**Fragmento del texto**.
____
El control judicial de las leyes es una institución relativamente nueva en el mundo. Apenas pasa los doscientos años. Sin embargo, su juventud no ha sido impedimento (sino todo lo contrario) para asentarse en la mayoría de ordenamientos jurídicos: desde EE. UU., España y Portugal hasta Sudáfrica, Corea del Sur e Indonesia. Ciertamente, no hay un solo modelo de control, pero todos llevan, con distintos matices, al mismo resultado, preferir la Constitución a la ley. Pero he aquí lo más arriesgado, este modelo le encomienda a un juez constitucional la tarea de hacerla prevalecer.
Esta constatación me ha empujado a preguntarme por los factores que alientan su avance y, en cierta manera, su afianzamiento paulatino en buena parte de los sistemas jurídicos del orbe. Si me apuran, he encontrado hasta tres razones que expongo apretadamente.
Primer factor: la seguridad política
La clase política ha encontrado conveniente la instauración de esta institución como un mecanismo de protección para sobrevivir políticamente. La convivencia en una sociedad democrática comporta la incertidumbre política, el no saber qué pasará luego de cada elección, un escenario en el que muy probablemente las autoridades tendrán que dejar el cargo de presidente, parlamentario, alcalde, etc.
____
**Líneas de datos**.
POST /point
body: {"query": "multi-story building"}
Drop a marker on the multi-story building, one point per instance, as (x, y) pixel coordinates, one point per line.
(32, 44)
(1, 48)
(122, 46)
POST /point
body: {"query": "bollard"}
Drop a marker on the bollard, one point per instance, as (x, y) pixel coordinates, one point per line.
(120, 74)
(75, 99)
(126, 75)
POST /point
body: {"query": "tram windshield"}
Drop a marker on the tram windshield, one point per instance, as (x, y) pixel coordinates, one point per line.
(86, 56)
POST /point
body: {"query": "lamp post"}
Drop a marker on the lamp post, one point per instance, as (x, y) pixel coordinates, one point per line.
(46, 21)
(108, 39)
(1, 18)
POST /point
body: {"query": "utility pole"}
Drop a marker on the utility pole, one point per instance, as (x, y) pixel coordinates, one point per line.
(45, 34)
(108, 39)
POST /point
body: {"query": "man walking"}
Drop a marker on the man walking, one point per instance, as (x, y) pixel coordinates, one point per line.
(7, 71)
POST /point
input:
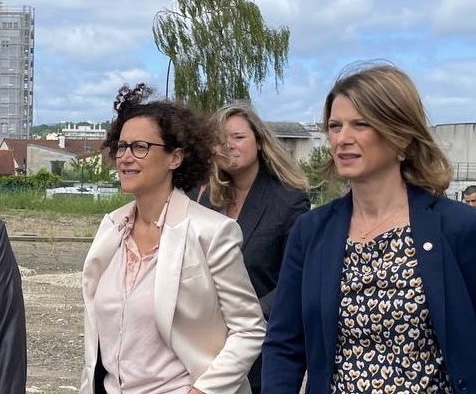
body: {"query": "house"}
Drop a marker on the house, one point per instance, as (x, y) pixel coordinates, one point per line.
(28, 156)
(6, 163)
(295, 137)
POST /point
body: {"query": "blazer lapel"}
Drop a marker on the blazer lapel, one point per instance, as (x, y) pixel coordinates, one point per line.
(254, 206)
(331, 258)
(427, 236)
(106, 242)
(169, 263)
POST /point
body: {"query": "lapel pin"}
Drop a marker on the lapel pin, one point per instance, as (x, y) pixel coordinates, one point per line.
(427, 246)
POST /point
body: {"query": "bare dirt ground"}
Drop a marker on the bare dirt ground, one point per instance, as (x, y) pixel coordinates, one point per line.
(51, 275)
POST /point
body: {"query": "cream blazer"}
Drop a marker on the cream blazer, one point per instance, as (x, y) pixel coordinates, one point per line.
(205, 306)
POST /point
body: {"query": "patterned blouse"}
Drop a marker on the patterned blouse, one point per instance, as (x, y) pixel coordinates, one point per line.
(386, 343)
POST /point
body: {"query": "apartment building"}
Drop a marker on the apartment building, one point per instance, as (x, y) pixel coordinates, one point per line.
____
Responda, según el fragmento sobre el control judicial de las leyes:
1. ¿Qué antigüedad tiene esta institución?
2. ¿A quién encomienda el modelo la tarea de hacer prevalecer la Constitución?
3. ¿Cuál es el primer factor expuesto?

1. Apenas pasa los doscientos años.
2. A un juez constitucional.
3. La seguridad política.